[[ Quoted passage, beginning ]]

Solution: shorten the supply chain, retake control of your production and get to know your production partners so you can call in a favour.
Effect: production comes back to the EU and US and others. Market countries start to rebuild vocational industries.
Can this really happen? Those tuned into economic modelling seem to think so.
Furlough leads to Universal Basic Income
It’s possible that, where industries and companies have failed through COVID-19, governments may introduce a basic income. This will shift the measurement of an individual’s value to society from the value of their output, in terms of a wage received, to one of measuring their consumption – how they choose to spend their funded support, and how they top it up.
UBI may only move people from an existing social benefits structure and income support to a different fund name but, if attitudes shift, it could become an acceptable alternative to the 9 to 5. Gig-economy workers may see the sense in this and, after the first phase of COVID-19 has played out, there are likely to be many more of those.
Less work to do
Considering UBI also prepares society for a time (not too distant) when robots and AI have succeeded in reducing the number of people needed in the workplace.

[[ Quoted passage, end ]]
[[ Dataset records, beginning ]]

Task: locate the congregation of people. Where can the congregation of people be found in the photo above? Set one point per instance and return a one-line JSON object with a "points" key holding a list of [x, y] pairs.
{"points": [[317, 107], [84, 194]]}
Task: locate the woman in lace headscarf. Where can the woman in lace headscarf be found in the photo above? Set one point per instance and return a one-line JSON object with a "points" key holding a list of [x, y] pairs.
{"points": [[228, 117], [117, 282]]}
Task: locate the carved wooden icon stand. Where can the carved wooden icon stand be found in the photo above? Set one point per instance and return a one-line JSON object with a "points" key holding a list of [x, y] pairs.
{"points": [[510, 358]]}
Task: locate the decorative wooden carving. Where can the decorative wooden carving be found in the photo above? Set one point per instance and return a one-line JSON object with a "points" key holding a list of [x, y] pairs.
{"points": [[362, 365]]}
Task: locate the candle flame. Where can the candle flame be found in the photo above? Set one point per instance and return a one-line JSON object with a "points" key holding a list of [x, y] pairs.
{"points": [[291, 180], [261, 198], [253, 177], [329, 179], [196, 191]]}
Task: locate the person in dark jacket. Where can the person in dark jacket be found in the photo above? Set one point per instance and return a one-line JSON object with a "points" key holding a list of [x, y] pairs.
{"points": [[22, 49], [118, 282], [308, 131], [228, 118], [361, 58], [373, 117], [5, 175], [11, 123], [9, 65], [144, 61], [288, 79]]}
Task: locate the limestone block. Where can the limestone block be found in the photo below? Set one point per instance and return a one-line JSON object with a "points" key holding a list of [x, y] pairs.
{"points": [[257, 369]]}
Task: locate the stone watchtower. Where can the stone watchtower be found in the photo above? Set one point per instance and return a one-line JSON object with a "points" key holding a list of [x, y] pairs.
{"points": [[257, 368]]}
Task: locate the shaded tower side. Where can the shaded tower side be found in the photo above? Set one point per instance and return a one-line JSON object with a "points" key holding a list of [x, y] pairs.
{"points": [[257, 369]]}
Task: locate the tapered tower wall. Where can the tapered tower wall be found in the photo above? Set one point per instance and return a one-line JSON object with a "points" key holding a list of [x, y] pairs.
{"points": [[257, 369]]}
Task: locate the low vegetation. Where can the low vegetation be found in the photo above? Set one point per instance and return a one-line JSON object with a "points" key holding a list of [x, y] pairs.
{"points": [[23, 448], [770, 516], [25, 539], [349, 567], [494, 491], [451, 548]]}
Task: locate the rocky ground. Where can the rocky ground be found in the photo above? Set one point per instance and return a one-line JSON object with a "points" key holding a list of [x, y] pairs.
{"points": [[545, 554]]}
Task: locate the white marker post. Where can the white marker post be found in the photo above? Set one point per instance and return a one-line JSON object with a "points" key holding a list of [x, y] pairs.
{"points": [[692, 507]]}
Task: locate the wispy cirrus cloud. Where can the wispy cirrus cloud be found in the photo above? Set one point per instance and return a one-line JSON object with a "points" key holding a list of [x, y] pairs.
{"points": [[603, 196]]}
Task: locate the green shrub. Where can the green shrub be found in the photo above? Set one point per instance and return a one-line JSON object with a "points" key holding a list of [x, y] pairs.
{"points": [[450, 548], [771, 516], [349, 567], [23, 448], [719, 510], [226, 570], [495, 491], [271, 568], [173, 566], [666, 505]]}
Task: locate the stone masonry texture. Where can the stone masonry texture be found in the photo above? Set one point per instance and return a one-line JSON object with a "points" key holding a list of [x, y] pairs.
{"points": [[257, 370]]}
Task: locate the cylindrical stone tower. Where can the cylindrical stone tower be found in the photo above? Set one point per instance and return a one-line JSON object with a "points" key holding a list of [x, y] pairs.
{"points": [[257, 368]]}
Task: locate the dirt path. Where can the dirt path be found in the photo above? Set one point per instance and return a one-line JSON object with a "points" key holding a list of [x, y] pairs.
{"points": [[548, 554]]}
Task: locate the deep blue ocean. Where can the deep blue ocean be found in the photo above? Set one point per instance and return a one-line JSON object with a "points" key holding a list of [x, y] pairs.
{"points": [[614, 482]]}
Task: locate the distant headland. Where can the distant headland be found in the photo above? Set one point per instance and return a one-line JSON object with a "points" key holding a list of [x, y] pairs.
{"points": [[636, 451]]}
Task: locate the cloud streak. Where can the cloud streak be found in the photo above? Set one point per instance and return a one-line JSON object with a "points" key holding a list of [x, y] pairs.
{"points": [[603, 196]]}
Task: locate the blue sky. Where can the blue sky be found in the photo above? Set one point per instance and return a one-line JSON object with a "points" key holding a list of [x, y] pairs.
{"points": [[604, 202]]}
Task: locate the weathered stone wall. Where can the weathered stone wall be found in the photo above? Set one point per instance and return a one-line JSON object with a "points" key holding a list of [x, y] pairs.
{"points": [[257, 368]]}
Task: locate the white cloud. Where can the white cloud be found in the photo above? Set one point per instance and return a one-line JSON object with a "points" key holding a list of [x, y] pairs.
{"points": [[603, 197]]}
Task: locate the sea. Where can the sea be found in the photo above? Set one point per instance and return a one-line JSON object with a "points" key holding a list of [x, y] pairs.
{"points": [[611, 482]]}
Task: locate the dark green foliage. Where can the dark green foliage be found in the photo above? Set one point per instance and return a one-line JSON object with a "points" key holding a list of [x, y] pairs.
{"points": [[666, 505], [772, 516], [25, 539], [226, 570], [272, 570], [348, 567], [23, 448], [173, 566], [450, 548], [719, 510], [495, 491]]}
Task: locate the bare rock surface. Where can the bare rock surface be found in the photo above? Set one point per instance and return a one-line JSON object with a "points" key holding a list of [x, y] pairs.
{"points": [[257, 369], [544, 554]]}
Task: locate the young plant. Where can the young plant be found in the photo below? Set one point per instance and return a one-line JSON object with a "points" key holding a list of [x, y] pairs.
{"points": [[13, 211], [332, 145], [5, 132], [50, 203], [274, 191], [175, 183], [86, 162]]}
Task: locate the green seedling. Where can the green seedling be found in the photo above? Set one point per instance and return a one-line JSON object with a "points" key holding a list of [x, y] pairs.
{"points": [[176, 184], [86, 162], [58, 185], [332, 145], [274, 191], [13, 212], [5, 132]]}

[[ Dataset records, end ]]
[[ Dataset records, beginning ]]

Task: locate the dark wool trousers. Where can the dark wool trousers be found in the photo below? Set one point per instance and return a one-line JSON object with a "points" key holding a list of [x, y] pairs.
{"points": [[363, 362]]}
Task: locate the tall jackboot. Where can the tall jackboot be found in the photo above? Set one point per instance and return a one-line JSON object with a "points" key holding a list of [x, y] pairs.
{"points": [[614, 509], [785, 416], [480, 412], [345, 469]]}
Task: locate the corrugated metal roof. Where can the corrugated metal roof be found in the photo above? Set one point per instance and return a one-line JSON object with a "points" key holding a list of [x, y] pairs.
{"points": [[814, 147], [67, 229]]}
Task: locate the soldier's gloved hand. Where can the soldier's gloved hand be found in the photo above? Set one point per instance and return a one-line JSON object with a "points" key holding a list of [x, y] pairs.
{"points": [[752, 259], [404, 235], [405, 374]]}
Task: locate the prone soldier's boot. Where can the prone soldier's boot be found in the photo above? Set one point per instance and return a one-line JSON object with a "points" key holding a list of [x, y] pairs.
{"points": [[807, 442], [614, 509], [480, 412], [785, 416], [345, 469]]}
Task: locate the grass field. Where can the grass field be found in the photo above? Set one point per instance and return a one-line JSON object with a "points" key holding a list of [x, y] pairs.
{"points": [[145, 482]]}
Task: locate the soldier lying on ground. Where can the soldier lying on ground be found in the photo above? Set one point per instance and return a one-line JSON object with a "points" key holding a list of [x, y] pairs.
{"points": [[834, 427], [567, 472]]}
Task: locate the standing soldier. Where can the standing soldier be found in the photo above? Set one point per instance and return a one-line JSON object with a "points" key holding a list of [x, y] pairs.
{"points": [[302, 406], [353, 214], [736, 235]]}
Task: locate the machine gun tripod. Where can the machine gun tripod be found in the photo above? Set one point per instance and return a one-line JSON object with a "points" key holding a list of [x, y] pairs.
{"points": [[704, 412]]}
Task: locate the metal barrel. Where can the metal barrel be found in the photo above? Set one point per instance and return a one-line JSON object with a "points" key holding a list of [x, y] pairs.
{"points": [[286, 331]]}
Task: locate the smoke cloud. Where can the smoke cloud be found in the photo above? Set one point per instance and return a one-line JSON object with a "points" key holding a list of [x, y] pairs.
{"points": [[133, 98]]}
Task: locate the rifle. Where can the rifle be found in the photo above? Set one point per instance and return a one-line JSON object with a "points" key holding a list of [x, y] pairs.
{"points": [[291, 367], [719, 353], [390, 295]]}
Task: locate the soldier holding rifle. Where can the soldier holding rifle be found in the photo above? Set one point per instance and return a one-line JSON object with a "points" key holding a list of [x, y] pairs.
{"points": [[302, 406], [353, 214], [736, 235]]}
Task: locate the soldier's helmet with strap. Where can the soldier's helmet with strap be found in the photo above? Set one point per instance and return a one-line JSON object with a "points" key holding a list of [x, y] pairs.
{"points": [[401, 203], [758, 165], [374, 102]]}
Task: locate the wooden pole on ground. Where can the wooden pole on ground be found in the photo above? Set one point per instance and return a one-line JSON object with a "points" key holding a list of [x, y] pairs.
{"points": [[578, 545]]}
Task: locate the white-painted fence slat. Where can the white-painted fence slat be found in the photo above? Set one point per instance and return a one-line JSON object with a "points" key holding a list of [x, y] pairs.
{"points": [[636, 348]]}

[[ Dataset records, end ]]

### Exercise directions
Repeat the passage about production and basic income word for word, starting at "Effect: production comes" and ending at "they top it up.".

### Expected answer
Effect: production comes back to the EU and US and others. Market countries start to rebuild vocational industries.
Can this really happen? Those tuned into economic modelling seem to think so.
Furlough leads to Universal Basic Income
It’s possible that, where industries and companies have failed through COVID-19, governments may introduce a basic income. This will shift the measurement of an individual’s value to society from the value of their output, in terms of a wage received, to one of measuring their consumption – how they choose to spend their funded support, and how they top it up.